> _Record list_
━━━━━━━━━━━━━━━━━━━━━━━━━━━━━━

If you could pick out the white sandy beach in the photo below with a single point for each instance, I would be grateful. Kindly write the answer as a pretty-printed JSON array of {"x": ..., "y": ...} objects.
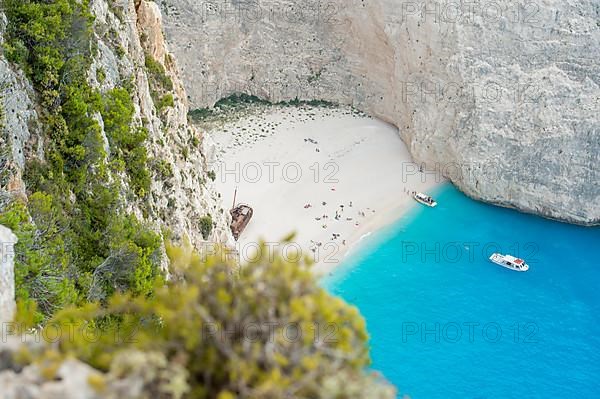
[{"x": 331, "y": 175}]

━━━━━━━━━━━━━━━━━━━━━━━━━━━━━━

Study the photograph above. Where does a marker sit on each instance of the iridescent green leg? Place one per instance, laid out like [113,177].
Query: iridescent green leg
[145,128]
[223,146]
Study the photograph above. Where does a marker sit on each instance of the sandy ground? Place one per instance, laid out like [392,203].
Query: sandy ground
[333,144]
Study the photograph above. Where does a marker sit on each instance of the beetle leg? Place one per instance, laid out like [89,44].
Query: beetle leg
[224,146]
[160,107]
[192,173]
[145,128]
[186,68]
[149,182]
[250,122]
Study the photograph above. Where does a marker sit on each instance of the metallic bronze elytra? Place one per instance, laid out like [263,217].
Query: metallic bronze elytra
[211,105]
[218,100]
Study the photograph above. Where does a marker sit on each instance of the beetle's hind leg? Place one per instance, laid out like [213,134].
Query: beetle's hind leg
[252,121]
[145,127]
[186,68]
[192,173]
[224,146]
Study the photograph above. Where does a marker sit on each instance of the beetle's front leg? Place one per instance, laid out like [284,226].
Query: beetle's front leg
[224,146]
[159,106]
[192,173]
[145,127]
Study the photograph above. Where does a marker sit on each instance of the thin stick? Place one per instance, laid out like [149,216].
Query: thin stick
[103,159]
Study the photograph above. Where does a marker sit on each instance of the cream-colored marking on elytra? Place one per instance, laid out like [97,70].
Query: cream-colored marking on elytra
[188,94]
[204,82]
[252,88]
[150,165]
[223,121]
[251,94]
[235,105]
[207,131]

━━━━━━━━━━━━━━━━━━━━━━━━━━━━━━

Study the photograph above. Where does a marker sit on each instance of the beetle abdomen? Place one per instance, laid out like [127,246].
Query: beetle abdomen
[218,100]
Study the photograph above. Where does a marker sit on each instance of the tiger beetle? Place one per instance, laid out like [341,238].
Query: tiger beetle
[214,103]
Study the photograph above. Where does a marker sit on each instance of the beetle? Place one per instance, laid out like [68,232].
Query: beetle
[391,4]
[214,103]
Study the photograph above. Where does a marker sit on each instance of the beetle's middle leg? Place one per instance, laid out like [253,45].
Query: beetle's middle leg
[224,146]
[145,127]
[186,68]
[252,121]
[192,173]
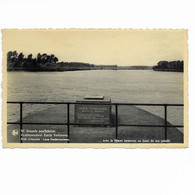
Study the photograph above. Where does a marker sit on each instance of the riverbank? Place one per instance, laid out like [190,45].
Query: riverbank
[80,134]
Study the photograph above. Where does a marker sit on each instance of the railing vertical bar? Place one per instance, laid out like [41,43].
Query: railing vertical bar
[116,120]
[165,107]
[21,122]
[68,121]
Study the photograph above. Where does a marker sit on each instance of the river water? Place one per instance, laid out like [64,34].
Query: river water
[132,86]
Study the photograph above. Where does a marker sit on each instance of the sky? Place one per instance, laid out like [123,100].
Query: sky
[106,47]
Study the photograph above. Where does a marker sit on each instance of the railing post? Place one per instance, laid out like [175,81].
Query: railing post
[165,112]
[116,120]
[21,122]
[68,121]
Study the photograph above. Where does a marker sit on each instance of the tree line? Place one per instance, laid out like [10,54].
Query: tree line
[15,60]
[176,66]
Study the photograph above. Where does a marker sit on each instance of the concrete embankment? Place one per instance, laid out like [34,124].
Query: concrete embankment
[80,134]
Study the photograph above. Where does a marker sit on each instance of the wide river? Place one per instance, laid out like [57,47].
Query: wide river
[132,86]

━━━━━━━━━━━━━━━━━━━━━━━━━━━━━━

> _Task to carry out_
How many lines of the items above contain the word "ground"? Reply with the number alone.

> _Solution for this problem_
2